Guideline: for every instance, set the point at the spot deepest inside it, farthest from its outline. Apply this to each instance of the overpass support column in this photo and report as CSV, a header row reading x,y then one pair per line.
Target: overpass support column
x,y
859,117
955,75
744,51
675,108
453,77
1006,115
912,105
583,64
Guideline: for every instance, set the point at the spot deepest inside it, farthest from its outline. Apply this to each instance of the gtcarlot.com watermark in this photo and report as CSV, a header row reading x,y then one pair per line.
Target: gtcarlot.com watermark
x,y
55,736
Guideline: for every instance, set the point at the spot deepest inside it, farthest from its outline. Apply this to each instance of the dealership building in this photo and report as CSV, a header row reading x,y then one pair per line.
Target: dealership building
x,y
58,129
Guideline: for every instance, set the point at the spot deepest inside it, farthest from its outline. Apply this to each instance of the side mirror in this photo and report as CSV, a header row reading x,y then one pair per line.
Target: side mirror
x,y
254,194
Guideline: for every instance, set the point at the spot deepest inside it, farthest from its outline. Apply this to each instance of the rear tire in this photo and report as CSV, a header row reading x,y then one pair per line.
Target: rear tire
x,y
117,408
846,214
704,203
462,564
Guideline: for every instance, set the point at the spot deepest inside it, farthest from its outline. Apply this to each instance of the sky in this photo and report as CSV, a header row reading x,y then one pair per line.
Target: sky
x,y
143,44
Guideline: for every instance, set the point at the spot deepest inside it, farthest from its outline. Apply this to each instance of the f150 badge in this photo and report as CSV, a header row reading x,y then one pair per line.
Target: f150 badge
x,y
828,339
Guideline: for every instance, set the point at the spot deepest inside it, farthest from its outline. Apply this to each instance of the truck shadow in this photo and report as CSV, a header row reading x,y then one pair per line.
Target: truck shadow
○ ○ ○ ○
### WHAT YOU HAVE TO DO
Your task is to reproduce the whole listing exactly.

### RESULT
Guideline: for every instance, set the point at the spot deepest inside it, farthest from its outline. Apply this to each instance of the overpass support column in this photo and report as CSV, a header row reading x,y then one pair per line.
Target: overpass support column
x,y
859,117
955,75
744,51
675,108
453,77
1006,115
912,105
583,64
Guideline: for every instance, set the point at the spot deepest inside it, farthest from its outline. Apply this to each instance of the gtcarlot.com watermark in this photo and report as CSV, a header row reading x,y then one pair per line.
Target: gtcarlot.com watermark
x,y
55,736
Guideline: for every instance, set the point at the spot deepest inside it, farthest from its outline. Apply this to each instance of the dealership building in this photo and report as CSV, a header row reading x,y then one pair per line.
Target: dealership building
x,y
58,129
Guideline: for every instance, set the point at the spot deepest inside it, farthest from its outline. Apply this to each instance of the side mirror in this photo and report as CSV, a header row reading x,y then one pair per line.
Target: side mirror
x,y
254,194
Guideline: for every instance, set the point at the spot deepest inside it, farthest from its outline. Apply this to each instance of the rear tire in this photo and report as CSV, a header row reading x,y then one pair per line.
Target: rear tire
x,y
117,408
846,214
704,203
462,564
Guideline: for every instance, set the point at the spot deepest inside it, farthest from its outline. Apply this to each instance of the sky in this photo and report as CSV, a header row reading x,y then one pair per line.
Target: sky
x,y
143,44
Guideline: for every instance, set the point at the spot deepest inside it, farthest from its outline. Apply this to each instance of the f150 badge in this photo and report as CSV, a header row reading x,y then one pair per line.
Target: f150 badge
x,y
828,339
Guideline: for every instance, set the point at the spot deepest inside it, farthest from its outline. Apply this to each instance of the truck shadow in this photo and report as CSV, a header row reading x,y then one pair per line.
Target: truck shadow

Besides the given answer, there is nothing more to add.